### [WHAT TO WORK ON]
Reproduce verbatim the entries from the line containing "Where can you spot the dark" through the line containing "[[31, 286]]", including both of those lines.

### [INFORMATION SUPPLIED]

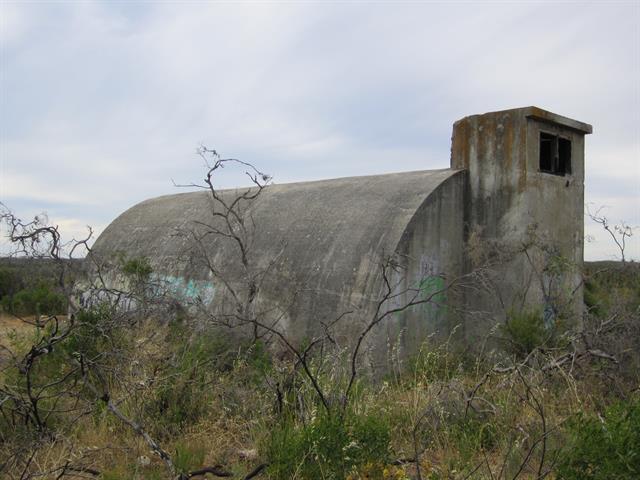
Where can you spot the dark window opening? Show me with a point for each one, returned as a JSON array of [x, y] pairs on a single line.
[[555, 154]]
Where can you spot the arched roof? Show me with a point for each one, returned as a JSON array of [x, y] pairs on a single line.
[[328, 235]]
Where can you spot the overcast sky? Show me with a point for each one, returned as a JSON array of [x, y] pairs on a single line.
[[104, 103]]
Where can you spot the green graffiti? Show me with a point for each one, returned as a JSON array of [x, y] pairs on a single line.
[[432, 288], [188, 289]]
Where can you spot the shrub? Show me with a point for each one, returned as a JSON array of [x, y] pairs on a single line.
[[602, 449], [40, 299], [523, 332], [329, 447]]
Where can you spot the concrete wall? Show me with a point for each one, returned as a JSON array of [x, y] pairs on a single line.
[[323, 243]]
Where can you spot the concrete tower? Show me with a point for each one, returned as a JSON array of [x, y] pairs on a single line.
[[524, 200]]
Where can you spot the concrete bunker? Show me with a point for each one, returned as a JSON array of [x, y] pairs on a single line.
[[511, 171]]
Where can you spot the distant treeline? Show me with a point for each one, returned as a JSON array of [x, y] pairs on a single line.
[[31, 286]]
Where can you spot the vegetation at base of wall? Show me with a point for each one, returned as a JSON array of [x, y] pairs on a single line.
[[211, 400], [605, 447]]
* * *
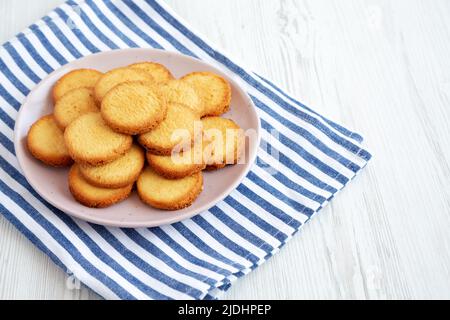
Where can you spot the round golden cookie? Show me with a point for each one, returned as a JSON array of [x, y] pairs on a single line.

### [EXPECTED ANSWER]
Where can you spot the dark window opening? Show me with a point for each one, returned as a JSON array of [x, y] pairs on a single line.
[[555, 154]]
Where can you spot the arched roof? Show me with a point for each one, returned as a JSON array of [x, y] pairs on a single line.
[[328, 235]]
Where can you spot the overcast sky? Show me with a point for each one, returned as a JSON array of [x, y] pairs on a single line.
[[104, 103]]
Where can you spot the green graffiti? Show me with a point for each one, returned as a JSON array of [x, y] pairs on a single line.
[[432, 288], [188, 289]]
Where can you spot the shrub? Show me with a point for each one, returned as a JSON array of [x, y] pairs on a single line.
[[602, 449], [40, 299], [523, 332], [329, 447]]
Where can you spot the concrete wall? Show me with a point for each one, returned as a JSON array of [x, y] pairs on a single line.
[[323, 243]]
Where can you spot the concrete tower? Show me with a point for each one, returned as a JSON array of [x, y] pairs on a single line.
[[524, 200]]
Where can you spot the concrete bunker? Show me with a point for each one, returned as a JSON array of [x, y] pairs on a single line.
[[511, 171]]
Where can you spot the distant treeline? Show me with a point for each one, returned as a JSON array of [x, y] pairs on a single line.
[[31, 286]]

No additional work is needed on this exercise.